Until recently, all that I knew about the plot of Shakespeare’s The Taming of the Shrew was what I had seen in 10 Things I Hate About You: the frosty, hostile Kat Stratford (Julia Stiles) softens when she accidentally falls for the slightly intimidating Patrick Verona (Heath Ledger). On my way to London, to see this production I felt reasonably excited by the prospect of watching the original play. The idea of going to see a performance at the Barbican over the Christmas period sounds enticing – especially when it is to watch something as cultured as a Shakespeare play. Little did I know that I would not be so pleased afterwards.
The Barbican must be given praise – it is beautiful. Comfortable and well decorated with a variety of bars and friendly staff, the Barbican was the best theatre I have been to so far. I was lucky enough to be upgraded to a seat in the stalls, central and just three rows back from the stage. A perfect situation, considering that my student budget had initially only allowed me to buy seats up high, with a restricted view. The set was brilliant, the music was beautiful, and the musicians could be seen facing us from just above the stage, which I thought was a nice touch. The costume design was also impressive, and the clothes were a good match to the Elizabethan period.

┄┄┄┄┄┄

▸ **Work order 1**:
In the Barbican theatre review, where was the upgraded seat in the stalls?
▸ **Work order 2**:
Pick up the Barbican theatre review after its final sentence and keep writing it.

┄┄┄┄┄┄

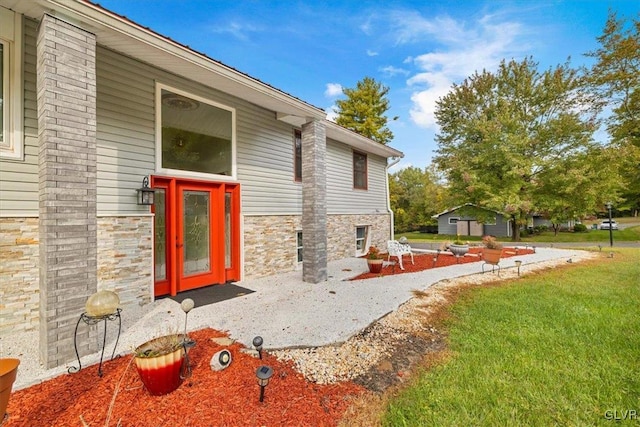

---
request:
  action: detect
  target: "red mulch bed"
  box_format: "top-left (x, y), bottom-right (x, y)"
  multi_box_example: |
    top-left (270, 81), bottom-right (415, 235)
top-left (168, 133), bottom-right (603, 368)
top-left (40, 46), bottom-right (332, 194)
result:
top-left (351, 247), bottom-right (533, 280)
top-left (2, 329), bottom-right (365, 427)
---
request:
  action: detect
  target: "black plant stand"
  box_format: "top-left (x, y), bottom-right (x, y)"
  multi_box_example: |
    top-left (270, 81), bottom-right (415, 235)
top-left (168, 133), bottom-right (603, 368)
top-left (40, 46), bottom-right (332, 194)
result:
top-left (67, 308), bottom-right (122, 377)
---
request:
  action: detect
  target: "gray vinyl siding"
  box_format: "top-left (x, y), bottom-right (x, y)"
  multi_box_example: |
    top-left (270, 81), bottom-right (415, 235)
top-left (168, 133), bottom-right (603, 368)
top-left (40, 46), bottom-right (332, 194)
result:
top-left (0, 19), bottom-right (38, 217)
top-left (0, 20), bottom-right (386, 216)
top-left (97, 44), bottom-right (302, 215)
top-left (484, 214), bottom-right (511, 237)
top-left (327, 140), bottom-right (387, 214)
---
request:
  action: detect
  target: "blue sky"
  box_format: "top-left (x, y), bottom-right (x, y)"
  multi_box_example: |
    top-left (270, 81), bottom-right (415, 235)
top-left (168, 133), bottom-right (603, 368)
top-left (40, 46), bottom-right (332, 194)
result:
top-left (99, 0), bottom-right (640, 169)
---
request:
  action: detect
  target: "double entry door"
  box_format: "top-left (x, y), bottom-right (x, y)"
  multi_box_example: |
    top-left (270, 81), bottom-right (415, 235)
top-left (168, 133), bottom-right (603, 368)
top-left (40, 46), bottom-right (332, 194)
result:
top-left (152, 177), bottom-right (240, 297)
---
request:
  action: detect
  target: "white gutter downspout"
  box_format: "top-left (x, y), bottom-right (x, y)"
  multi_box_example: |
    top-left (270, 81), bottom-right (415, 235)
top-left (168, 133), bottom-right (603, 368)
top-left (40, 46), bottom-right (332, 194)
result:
top-left (385, 157), bottom-right (402, 240)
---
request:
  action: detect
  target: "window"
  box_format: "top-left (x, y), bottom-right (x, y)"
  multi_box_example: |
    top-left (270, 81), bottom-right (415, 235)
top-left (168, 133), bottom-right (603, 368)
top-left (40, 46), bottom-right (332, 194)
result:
top-left (0, 7), bottom-right (24, 160)
top-left (356, 225), bottom-right (369, 256)
top-left (296, 231), bottom-right (302, 262)
top-left (156, 86), bottom-right (235, 177)
top-left (293, 130), bottom-right (302, 182)
top-left (353, 151), bottom-right (367, 190)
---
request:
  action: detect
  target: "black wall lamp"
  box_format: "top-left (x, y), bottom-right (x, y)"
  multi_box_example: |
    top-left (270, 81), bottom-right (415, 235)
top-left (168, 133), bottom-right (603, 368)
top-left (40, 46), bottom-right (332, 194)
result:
top-left (137, 176), bottom-right (155, 206)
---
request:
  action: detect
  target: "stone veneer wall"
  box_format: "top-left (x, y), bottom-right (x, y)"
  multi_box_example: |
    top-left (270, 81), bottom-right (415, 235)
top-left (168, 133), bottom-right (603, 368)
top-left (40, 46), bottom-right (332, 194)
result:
top-left (0, 216), bottom-right (153, 337)
top-left (244, 215), bottom-right (302, 278)
top-left (327, 213), bottom-right (391, 261)
top-left (0, 218), bottom-right (40, 337)
top-left (244, 214), bottom-right (391, 279)
top-left (98, 215), bottom-right (153, 315)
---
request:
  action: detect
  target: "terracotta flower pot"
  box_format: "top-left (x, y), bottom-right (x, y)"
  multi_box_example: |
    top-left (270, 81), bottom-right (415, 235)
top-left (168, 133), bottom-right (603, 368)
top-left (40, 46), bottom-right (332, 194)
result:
top-left (135, 335), bottom-right (185, 396)
top-left (367, 259), bottom-right (384, 273)
top-left (0, 359), bottom-right (20, 424)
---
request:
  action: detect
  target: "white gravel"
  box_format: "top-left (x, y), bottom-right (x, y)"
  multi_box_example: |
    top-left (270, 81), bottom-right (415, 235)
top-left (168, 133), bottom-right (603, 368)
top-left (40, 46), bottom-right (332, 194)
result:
top-left (0, 248), bottom-right (596, 390)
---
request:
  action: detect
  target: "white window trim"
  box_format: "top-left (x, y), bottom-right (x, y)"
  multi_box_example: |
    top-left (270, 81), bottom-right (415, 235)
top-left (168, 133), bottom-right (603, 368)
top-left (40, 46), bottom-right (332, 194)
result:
top-left (354, 225), bottom-right (371, 257)
top-left (155, 82), bottom-right (237, 181)
top-left (0, 7), bottom-right (24, 160)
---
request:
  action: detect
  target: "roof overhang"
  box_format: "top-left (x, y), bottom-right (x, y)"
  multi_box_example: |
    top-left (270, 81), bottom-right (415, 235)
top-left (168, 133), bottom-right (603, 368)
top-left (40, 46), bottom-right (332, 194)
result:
top-left (325, 120), bottom-right (404, 158)
top-left (0, 0), bottom-right (326, 121)
top-left (0, 0), bottom-right (403, 158)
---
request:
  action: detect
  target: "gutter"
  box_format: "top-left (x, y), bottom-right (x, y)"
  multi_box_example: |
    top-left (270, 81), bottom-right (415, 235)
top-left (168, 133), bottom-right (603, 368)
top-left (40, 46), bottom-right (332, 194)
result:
top-left (384, 156), bottom-right (403, 240)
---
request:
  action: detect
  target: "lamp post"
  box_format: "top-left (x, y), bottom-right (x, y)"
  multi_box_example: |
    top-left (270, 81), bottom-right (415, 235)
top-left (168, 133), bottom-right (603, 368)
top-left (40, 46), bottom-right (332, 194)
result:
top-left (607, 202), bottom-right (613, 247)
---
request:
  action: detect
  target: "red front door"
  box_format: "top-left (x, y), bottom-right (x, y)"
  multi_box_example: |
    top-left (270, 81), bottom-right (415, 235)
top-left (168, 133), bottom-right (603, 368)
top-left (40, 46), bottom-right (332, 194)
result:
top-left (153, 177), bottom-right (240, 296)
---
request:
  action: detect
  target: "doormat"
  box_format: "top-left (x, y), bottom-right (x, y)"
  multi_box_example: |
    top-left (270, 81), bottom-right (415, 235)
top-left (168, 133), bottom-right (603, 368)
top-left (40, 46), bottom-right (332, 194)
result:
top-left (156, 283), bottom-right (255, 307)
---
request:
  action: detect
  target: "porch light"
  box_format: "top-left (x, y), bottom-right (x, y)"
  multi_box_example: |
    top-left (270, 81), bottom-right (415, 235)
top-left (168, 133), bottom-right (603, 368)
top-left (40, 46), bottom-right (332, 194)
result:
top-left (137, 176), bottom-right (155, 206)
top-left (253, 335), bottom-right (263, 362)
top-left (256, 365), bottom-right (273, 402)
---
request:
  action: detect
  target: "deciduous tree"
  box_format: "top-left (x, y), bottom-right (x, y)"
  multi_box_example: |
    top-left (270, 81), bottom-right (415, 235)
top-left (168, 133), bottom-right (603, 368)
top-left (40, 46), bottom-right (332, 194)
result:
top-left (434, 58), bottom-right (612, 240)
top-left (336, 77), bottom-right (393, 144)
top-left (587, 13), bottom-right (640, 215)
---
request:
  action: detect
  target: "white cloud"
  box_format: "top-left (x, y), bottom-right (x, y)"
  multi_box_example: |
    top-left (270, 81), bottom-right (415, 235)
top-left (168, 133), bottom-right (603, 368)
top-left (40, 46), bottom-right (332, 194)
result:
top-left (382, 12), bottom-right (529, 129)
top-left (380, 65), bottom-right (410, 77)
top-left (210, 21), bottom-right (262, 41)
top-left (324, 104), bottom-right (338, 123)
top-left (324, 83), bottom-right (342, 98)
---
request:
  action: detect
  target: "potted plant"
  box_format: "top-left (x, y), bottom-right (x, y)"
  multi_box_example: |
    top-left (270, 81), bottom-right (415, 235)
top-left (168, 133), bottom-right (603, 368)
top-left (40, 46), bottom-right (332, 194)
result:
top-left (449, 234), bottom-right (469, 258)
top-left (133, 334), bottom-right (187, 396)
top-left (367, 246), bottom-right (383, 273)
top-left (482, 236), bottom-right (502, 265)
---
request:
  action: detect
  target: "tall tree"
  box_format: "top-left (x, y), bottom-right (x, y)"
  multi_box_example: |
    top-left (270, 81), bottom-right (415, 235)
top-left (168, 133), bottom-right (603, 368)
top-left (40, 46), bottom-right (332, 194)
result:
top-left (587, 13), bottom-right (640, 216)
top-left (336, 77), bottom-right (395, 144)
top-left (434, 58), bottom-right (613, 241)
top-left (389, 166), bottom-right (446, 232)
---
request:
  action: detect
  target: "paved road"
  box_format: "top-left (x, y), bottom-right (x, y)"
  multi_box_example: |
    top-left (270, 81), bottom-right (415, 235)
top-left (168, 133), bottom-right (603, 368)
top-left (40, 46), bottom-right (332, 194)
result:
top-left (411, 241), bottom-right (640, 250)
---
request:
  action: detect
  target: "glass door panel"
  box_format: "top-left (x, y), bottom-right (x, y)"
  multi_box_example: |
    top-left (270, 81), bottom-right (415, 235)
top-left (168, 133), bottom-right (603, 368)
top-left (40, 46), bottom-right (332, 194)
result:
top-left (182, 190), bottom-right (211, 276)
top-left (224, 192), bottom-right (232, 268)
top-left (154, 188), bottom-right (167, 281)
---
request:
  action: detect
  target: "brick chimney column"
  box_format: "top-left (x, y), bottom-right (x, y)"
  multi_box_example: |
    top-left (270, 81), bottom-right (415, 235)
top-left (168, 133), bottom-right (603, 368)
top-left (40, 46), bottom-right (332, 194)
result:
top-left (37, 15), bottom-right (97, 368)
top-left (302, 120), bottom-right (327, 283)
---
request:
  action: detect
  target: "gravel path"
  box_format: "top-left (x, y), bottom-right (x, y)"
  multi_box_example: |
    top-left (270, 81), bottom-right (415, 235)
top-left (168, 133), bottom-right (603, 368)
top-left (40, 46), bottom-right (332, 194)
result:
top-left (0, 248), bottom-right (595, 390)
top-left (274, 252), bottom-right (597, 391)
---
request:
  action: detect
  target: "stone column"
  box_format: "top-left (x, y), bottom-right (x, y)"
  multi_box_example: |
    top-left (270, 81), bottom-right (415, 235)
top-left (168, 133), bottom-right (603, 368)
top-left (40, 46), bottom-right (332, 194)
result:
top-left (302, 121), bottom-right (327, 283)
top-left (37, 15), bottom-right (97, 368)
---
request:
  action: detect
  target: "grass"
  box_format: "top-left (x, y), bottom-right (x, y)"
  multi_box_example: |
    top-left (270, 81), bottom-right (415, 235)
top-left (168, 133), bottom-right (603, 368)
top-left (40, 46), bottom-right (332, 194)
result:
top-left (384, 249), bottom-right (640, 426)
top-left (396, 218), bottom-right (640, 245)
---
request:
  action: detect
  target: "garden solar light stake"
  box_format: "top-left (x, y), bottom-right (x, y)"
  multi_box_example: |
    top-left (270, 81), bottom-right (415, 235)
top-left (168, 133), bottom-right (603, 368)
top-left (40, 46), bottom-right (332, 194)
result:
top-left (253, 335), bottom-right (262, 360)
top-left (180, 298), bottom-right (196, 379)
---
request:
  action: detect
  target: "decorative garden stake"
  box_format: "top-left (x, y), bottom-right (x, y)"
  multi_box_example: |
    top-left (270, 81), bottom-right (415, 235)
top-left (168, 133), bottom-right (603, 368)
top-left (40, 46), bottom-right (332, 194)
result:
top-left (180, 298), bottom-right (196, 379)
top-left (253, 335), bottom-right (263, 360)
top-left (256, 365), bottom-right (273, 402)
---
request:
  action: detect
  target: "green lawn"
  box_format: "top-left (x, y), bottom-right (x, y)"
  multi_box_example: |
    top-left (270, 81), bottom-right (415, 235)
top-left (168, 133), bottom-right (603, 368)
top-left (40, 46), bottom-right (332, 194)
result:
top-left (396, 222), bottom-right (640, 245)
top-left (384, 249), bottom-right (640, 426)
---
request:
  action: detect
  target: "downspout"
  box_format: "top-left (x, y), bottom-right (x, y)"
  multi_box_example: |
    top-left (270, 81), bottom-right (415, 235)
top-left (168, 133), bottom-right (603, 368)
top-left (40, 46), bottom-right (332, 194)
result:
top-left (384, 157), bottom-right (402, 240)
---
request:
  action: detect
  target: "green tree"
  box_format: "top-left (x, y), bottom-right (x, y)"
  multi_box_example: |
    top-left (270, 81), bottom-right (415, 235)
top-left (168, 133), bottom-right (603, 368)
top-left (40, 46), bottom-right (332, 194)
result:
top-left (389, 166), bottom-right (446, 232)
top-left (586, 13), bottom-right (640, 216)
top-left (434, 58), bottom-right (614, 241)
top-left (336, 77), bottom-right (395, 144)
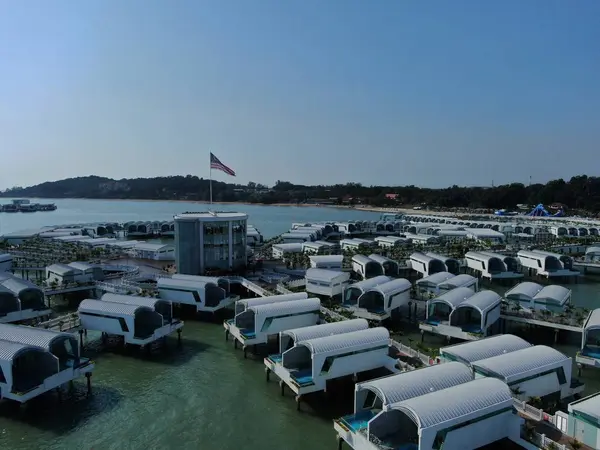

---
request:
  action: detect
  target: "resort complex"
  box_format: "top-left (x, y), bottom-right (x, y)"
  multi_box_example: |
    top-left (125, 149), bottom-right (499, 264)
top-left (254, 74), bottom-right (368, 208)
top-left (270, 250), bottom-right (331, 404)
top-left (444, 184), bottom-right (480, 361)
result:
top-left (0, 211), bottom-right (600, 450)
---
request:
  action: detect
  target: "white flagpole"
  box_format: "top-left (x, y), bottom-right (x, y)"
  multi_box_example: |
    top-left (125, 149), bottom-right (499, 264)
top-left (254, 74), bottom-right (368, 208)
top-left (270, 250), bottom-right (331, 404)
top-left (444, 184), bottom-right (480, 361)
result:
top-left (208, 153), bottom-right (212, 206)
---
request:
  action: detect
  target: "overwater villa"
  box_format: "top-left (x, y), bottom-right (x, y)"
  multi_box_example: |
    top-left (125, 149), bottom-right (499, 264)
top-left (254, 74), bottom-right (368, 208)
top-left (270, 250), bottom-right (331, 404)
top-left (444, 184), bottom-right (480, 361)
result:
top-left (334, 362), bottom-right (473, 448)
top-left (338, 374), bottom-right (530, 450)
top-left (436, 273), bottom-right (479, 293)
top-left (0, 272), bottom-right (52, 323)
top-left (171, 273), bottom-right (231, 295)
top-left (409, 252), bottom-right (448, 277)
top-left (369, 253), bottom-right (400, 278)
top-left (448, 290), bottom-right (502, 340)
top-left (439, 334), bottom-right (532, 366)
top-left (304, 269), bottom-right (350, 298)
top-left (576, 309), bottom-right (600, 368)
top-left (342, 275), bottom-right (392, 309)
top-left (0, 324), bottom-right (94, 403)
top-left (227, 298), bottom-right (321, 354)
top-left (415, 271), bottom-right (454, 297)
top-left (0, 253), bottom-right (12, 272)
top-left (425, 288), bottom-right (475, 326)
top-left (465, 252), bottom-right (523, 280)
top-left (77, 296), bottom-right (183, 346)
top-left (471, 345), bottom-right (585, 401)
top-left (235, 292), bottom-right (308, 316)
top-left (265, 327), bottom-right (398, 404)
top-left (517, 250), bottom-right (579, 278)
top-left (274, 319), bottom-right (369, 356)
top-left (352, 255), bottom-right (384, 279)
top-left (354, 278), bottom-right (412, 321)
top-left (425, 252), bottom-right (460, 275)
top-left (156, 277), bottom-right (232, 313)
top-left (419, 287), bottom-right (502, 341)
top-left (308, 255), bottom-right (344, 271)
top-left (504, 281), bottom-right (571, 313)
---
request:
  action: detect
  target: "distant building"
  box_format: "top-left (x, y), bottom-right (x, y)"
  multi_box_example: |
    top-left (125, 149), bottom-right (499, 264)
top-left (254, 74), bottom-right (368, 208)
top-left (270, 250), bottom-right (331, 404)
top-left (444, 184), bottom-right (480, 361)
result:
top-left (174, 211), bottom-right (248, 275)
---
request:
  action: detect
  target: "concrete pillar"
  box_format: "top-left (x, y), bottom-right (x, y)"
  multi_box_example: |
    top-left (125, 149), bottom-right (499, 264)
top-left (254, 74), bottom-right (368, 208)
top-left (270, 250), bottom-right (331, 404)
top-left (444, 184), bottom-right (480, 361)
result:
top-left (279, 380), bottom-right (285, 397)
top-left (79, 330), bottom-right (83, 354)
top-left (85, 372), bottom-right (92, 396)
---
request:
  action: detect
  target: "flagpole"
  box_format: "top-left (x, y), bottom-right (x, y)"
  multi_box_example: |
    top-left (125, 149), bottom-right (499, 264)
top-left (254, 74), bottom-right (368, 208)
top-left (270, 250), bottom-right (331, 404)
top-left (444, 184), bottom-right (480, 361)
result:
top-left (208, 153), bottom-right (212, 206)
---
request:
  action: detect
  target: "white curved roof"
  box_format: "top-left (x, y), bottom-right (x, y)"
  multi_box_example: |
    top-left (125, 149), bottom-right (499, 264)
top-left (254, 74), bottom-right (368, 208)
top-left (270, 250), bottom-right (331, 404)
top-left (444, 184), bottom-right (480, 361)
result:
top-left (425, 252), bottom-right (458, 263)
top-left (156, 277), bottom-right (218, 289)
top-left (0, 340), bottom-right (44, 363)
top-left (504, 281), bottom-right (543, 300)
top-left (410, 251), bottom-right (444, 264)
top-left (308, 255), bottom-right (344, 264)
top-left (300, 327), bottom-right (390, 355)
top-left (348, 275), bottom-right (392, 293)
top-left (431, 287), bottom-right (475, 308)
top-left (432, 273), bottom-right (477, 288)
top-left (246, 298), bottom-right (321, 317)
top-left (305, 268), bottom-right (350, 283)
top-left (352, 255), bottom-right (377, 264)
top-left (369, 253), bottom-right (398, 265)
top-left (171, 273), bottom-right (229, 284)
top-left (533, 284), bottom-right (571, 305)
top-left (440, 334), bottom-right (532, 363)
top-left (281, 319), bottom-right (369, 343)
top-left (77, 299), bottom-right (151, 317)
top-left (100, 293), bottom-right (166, 309)
top-left (0, 273), bottom-right (43, 295)
top-left (0, 323), bottom-right (78, 350)
top-left (465, 252), bottom-right (502, 262)
top-left (583, 308), bottom-right (600, 331)
top-left (417, 272), bottom-right (456, 286)
top-left (46, 263), bottom-right (78, 276)
top-left (366, 278), bottom-right (412, 296)
top-left (517, 250), bottom-right (558, 261)
top-left (356, 362), bottom-right (473, 406)
top-left (457, 291), bottom-right (502, 316)
top-left (391, 378), bottom-right (513, 429)
top-left (235, 292), bottom-right (308, 313)
top-left (472, 345), bottom-right (571, 383)
top-left (477, 250), bottom-right (517, 261)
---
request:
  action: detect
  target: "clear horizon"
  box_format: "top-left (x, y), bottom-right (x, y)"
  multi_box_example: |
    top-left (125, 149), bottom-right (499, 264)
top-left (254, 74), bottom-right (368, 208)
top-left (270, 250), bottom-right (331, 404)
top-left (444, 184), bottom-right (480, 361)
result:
top-left (0, 0), bottom-right (600, 190)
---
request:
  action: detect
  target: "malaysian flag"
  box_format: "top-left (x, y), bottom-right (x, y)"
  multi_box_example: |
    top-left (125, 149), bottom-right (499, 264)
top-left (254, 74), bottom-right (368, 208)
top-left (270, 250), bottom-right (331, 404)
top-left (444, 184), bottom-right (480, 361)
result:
top-left (210, 153), bottom-right (235, 177)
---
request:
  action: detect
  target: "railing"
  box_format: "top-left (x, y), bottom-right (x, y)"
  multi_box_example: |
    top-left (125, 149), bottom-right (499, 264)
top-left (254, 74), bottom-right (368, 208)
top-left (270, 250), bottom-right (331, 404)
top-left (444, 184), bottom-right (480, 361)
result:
top-left (286, 278), bottom-right (306, 287)
top-left (532, 431), bottom-right (569, 450)
top-left (36, 313), bottom-right (81, 331)
top-left (275, 283), bottom-right (292, 294)
top-left (321, 306), bottom-right (348, 321)
top-left (392, 340), bottom-right (432, 366)
top-left (96, 281), bottom-right (142, 293)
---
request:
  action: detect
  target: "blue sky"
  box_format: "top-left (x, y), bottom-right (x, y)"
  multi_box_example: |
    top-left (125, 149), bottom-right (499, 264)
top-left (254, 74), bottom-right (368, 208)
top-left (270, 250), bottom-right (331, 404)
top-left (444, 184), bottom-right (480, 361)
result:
top-left (0, 0), bottom-right (600, 189)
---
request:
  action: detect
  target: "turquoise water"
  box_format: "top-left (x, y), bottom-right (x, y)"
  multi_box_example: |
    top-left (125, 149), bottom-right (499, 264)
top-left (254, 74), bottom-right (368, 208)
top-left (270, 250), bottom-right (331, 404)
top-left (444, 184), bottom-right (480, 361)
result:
top-left (0, 198), bottom-right (380, 238)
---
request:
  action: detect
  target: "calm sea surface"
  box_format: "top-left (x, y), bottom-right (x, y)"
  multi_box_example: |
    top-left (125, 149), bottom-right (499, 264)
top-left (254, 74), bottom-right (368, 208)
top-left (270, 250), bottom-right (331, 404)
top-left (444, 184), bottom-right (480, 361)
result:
top-left (0, 199), bottom-right (600, 450)
top-left (0, 198), bottom-right (379, 238)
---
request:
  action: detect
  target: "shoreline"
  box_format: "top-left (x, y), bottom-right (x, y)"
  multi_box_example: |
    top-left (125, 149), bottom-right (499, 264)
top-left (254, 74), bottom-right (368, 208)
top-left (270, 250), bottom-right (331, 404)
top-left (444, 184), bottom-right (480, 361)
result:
top-left (0, 197), bottom-right (384, 212)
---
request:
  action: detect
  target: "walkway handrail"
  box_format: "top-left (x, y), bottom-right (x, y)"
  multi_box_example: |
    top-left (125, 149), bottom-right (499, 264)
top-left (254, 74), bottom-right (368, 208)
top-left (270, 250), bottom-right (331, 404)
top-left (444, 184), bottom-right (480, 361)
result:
top-left (392, 340), bottom-right (432, 366)
top-left (533, 431), bottom-right (569, 450)
top-left (275, 283), bottom-right (292, 294)
top-left (36, 312), bottom-right (81, 331)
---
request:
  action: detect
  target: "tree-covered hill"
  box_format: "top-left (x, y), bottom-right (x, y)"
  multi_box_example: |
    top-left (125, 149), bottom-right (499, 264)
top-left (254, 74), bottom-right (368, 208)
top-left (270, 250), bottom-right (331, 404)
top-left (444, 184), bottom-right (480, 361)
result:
top-left (0, 175), bottom-right (600, 212)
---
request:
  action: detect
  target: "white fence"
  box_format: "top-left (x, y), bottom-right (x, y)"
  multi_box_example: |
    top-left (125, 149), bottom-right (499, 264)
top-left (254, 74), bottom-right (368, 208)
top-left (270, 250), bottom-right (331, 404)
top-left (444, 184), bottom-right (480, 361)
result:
top-left (533, 431), bottom-right (570, 450)
top-left (36, 313), bottom-right (81, 331)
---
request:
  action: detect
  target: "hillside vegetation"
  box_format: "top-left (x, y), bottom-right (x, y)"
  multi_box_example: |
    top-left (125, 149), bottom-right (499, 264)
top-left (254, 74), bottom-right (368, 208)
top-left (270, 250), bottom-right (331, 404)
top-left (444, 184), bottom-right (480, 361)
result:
top-left (0, 175), bottom-right (600, 213)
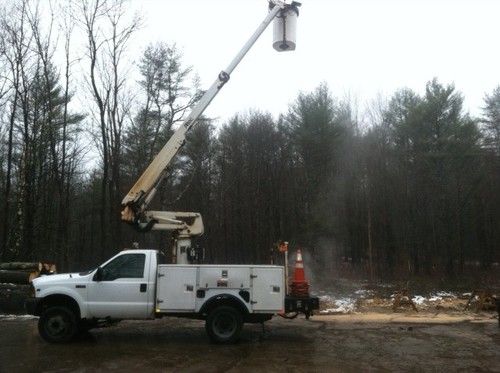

┄┄┄┄┄┄

▸ **Final answer 1**:
Central, three rows back from the stage.

▸ **Final answer 2**:
The acting itself was polished and the cast was diverse. They threw themselves fully into the plot and the energy in their opening lines sounded hilarious. One woman was particularly funny, managing to walk across the stage in her huge dress as though she were floating, for a moment I thought she might have been on roller skates. Each act opened with Tudor dancing and singing, a noteworthy spectacle, especially as this was a common theme of courtly entertainment in the Elizabethan age.
However, as the play moved on after the interval, I grew increasingly uncomfortable with the actual plot of Shakespeare’s play, the details of which I was previously unaware of. I am amazed that this play is still allowed to be shown to a modern audience, seeing as the whole of the play’s latter half seems to glorify relationship abuse. In the original version ‘the shrew’ is Katherine, a woman who is too unpleasant for anyone to want to marry her. In this version at the Barbican, there was a conscious gender reversal and Katherine was played by a man who is wooed by a woman determined to secure him for his fortune. In an attempt to tame him, she starves him, forbids him from seeing his family and humiliates him until he does exactly as she tells him to. Watching the adapted film 10 Things I Hate About You did not prepare me for the horror of watching this misery unfold on stage. What was most troubling, is that the play was written comedically, as though the audience were supposed to find this physical and psychological torment amusing.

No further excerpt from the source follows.